::: Extrait :::

L’affaire n’est pas banale. Une SCI, maître d’ouvrage, confie la construction d’une villa à un constructeur, depuis en liquidation judiciaire. La SCI vend l’ouvrage à un particulier. Des intempéries provoquent un glissement de terrain, affectant le talus sous l’immeuble et provoquant des fissures à l’ouvrage. Deux arrêtés de périls successifs interdisent l’accès à la propriété. Une expertise est ordonnée aux termes de laquelle l’expert conclut que les désordres ne sont pas réparables. L’acquéreur assigne le vendeur en résolution de la vente ainsi que l’assureur du constructeur sur le fondement de la responsabilité civile décennale.

Ses demandes sont rejetées contre l’assureur. L’acquéreur forme un pourvoi en cassation aux termes duquel il expose notamment que l’acquéreur d’un immeuble dont la vente est résolue demeure recevable à agir contre les constructeurs dès lors qu’il démontre un préjudice personnel lui conférant un intérêt direct et certain à agir.

Le moyen est, également, rejeté par la Cour de cassation. Après avoir rappelé que les juges du fond ont prononcé la résolution de la vente de l’immeuble sur le fondement de la garantie des vices cachés, la Haute juridiction considère que, par l’effet rétroactif de la résolution de la vente, l’acquéreur a perdu sa qualité de propriétaire du bien. Il n’est donc plus recevable à agir.

La solution mérite d’être approuvée. En l’espèce, la SCI maître d’ouvrage redevient donc titulaire de l’action en responsabilité décennale à l’encontre des constructeurs. L’article 1792 du Code civil (N° Lexbase : L1920ABQ) dispose, en effet, que le bénéfice de cette action est accordé au maître d’ouvrage puis, suivant la chose, elle se transmet aux propriétaires successifs de l’ouvrage. Autrement dit, en cas d’annulation rétroactive d’une vente, s’opère un retour en arrière.

::: Extraits de données :::

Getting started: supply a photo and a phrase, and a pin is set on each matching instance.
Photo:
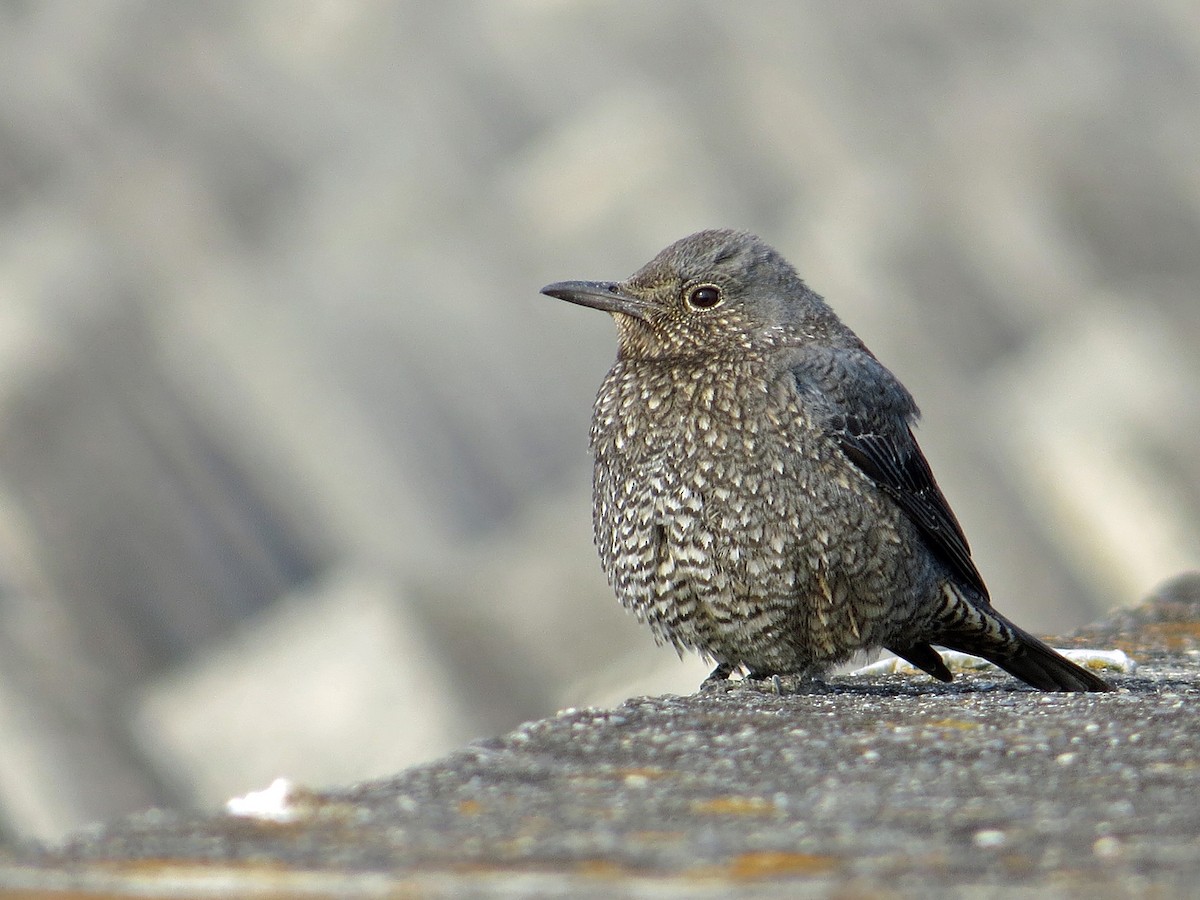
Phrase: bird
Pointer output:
(759, 496)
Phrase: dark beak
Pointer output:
(604, 295)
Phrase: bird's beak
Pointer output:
(604, 295)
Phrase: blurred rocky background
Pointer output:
(293, 455)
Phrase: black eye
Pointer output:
(703, 297)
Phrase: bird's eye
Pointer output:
(703, 297)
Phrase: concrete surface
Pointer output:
(865, 785)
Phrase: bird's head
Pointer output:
(712, 292)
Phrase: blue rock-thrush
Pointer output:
(759, 495)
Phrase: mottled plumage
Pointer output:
(759, 495)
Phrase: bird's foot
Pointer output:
(718, 676)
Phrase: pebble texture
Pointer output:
(868, 784)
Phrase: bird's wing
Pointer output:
(869, 415)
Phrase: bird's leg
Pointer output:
(718, 675)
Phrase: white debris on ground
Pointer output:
(276, 803)
(957, 661)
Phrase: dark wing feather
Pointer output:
(892, 459)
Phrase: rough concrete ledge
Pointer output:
(863, 785)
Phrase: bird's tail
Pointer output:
(973, 627)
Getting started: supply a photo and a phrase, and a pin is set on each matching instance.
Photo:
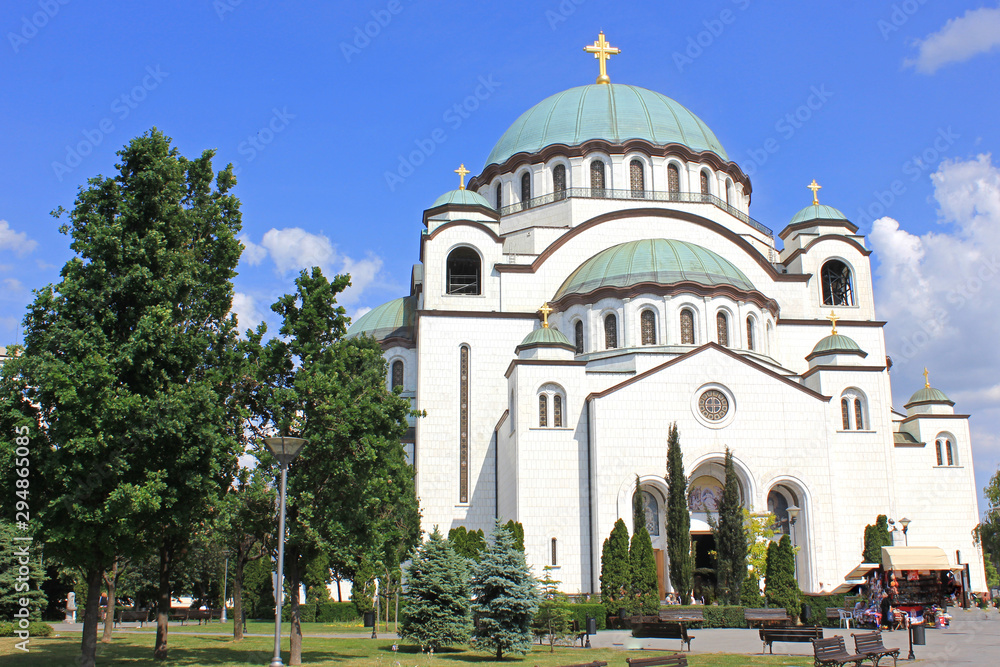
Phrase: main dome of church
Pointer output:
(610, 112)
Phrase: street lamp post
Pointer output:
(284, 450)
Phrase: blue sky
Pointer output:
(891, 106)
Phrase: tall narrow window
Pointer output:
(610, 332)
(722, 328)
(673, 178)
(559, 181)
(463, 426)
(838, 289)
(636, 178)
(397, 374)
(597, 178)
(648, 323)
(687, 327)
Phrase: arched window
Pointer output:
(463, 271)
(838, 288)
(687, 327)
(636, 178)
(559, 181)
(722, 328)
(610, 332)
(597, 178)
(397, 374)
(673, 178)
(647, 322)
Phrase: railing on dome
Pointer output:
(632, 195)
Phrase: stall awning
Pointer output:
(915, 558)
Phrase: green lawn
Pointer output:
(188, 650)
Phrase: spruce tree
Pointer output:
(730, 538)
(437, 596)
(505, 597)
(678, 520)
(615, 570)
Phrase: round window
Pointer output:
(714, 405)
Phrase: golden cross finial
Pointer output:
(815, 187)
(833, 317)
(462, 171)
(602, 51)
(545, 310)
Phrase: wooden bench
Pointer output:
(833, 652)
(653, 626)
(769, 617)
(675, 660)
(870, 644)
(771, 635)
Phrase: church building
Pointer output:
(602, 278)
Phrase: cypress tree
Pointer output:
(437, 596)
(505, 597)
(615, 567)
(678, 520)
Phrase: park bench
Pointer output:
(766, 617)
(870, 644)
(833, 652)
(805, 634)
(675, 660)
(654, 626)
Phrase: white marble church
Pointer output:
(600, 279)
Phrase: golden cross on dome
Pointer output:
(462, 172)
(602, 51)
(833, 317)
(815, 187)
(545, 310)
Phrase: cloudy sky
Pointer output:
(346, 119)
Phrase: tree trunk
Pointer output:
(88, 644)
(163, 602)
(109, 617)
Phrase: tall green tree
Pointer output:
(678, 519)
(505, 597)
(730, 538)
(615, 570)
(438, 607)
(126, 378)
(351, 486)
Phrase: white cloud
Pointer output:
(960, 39)
(16, 241)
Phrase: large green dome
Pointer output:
(661, 261)
(613, 112)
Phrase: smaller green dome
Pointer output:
(546, 337)
(929, 395)
(465, 197)
(836, 344)
(817, 212)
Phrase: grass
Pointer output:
(194, 651)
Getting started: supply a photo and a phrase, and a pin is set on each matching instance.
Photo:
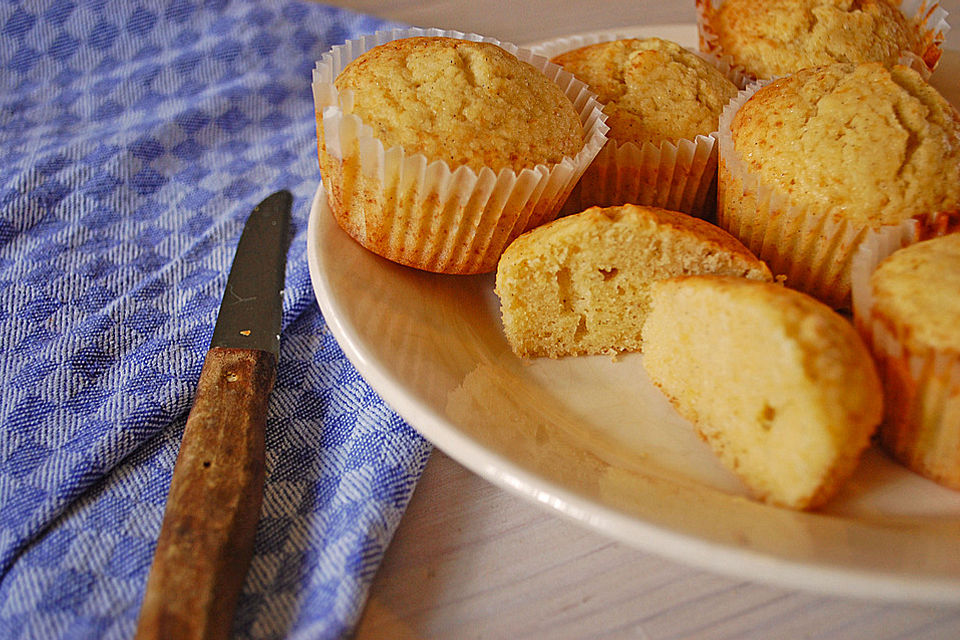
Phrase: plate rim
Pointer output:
(684, 548)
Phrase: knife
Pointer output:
(206, 539)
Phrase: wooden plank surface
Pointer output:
(472, 561)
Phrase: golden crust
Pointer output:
(874, 145)
(463, 102)
(652, 89)
(581, 284)
(771, 38)
(780, 386)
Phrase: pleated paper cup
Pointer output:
(680, 176)
(812, 249)
(928, 15)
(424, 213)
(921, 425)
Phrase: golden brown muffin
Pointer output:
(652, 89)
(657, 93)
(909, 314)
(779, 385)
(810, 162)
(770, 38)
(463, 102)
(435, 151)
(581, 284)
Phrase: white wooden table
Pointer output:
(473, 561)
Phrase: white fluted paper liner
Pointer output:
(677, 176)
(812, 250)
(428, 215)
(921, 426)
(930, 17)
(673, 176)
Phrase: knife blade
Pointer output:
(206, 539)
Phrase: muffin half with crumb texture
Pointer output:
(780, 385)
(436, 151)
(581, 285)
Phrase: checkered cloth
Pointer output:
(136, 136)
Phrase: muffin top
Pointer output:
(466, 103)
(652, 89)
(770, 38)
(917, 289)
(872, 144)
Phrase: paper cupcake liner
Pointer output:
(929, 15)
(812, 250)
(425, 214)
(921, 426)
(679, 176)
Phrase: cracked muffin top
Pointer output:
(876, 145)
(467, 103)
(652, 89)
(770, 38)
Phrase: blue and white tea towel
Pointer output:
(135, 138)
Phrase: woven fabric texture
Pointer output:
(137, 136)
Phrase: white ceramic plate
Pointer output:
(594, 440)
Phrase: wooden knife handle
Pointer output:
(206, 540)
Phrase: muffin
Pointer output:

:::

** Consigne 1 **
Dans l'extrait sur la responsabilité décennale, sur quel fondement les juges du fond ont-ils prononcé la résolution de la vente de l'immeuble ?
** Consigne 2 **
Prolongez l'extrait sur la responsabilité décennale à la suite de sa dernière phrase.

** Réponse finale 1 **
Sur le fondement de la garantie des vices cachés.

** Réponse finale 2 **
Il existe, toutefois, une exception à ce principe qui semblait être, peut-être trop brièvement, soulevé dans le moyen. Il s’agit du cas dans lequel le maître d’ouvrage ou l’acquéreur démontre un préjudice personnel, direct et légitime distinct (pour exemple, Cass. civ. 3, 23 septembre 2009, n° 08-13.470, FS-P+B N° Lexbase : A3411ELW ; Cass. civ. 3, 4 mars 2014, n° 13-12.468, F-D N° Lexbase : A4162MGA).

Depuis longtemps, la jurisprudence admet qu’il soit possible d’agir en résolution de la vente malgré la possibilité d’agir contre les constructeurs sur le fondement de la responsabilité civile décennale (Cass. civ. 3, 2 mars 2005, n° 03-16.561, FS-P+B N° Lexbase : A1020DHA ; Cass. civ. 3, 17 juin 2009, n° 08-15.503, FS-P+B N° Lexbase : A3024EIT). Le demandeur dispose donc d’une option en fonction des fondements juridiques.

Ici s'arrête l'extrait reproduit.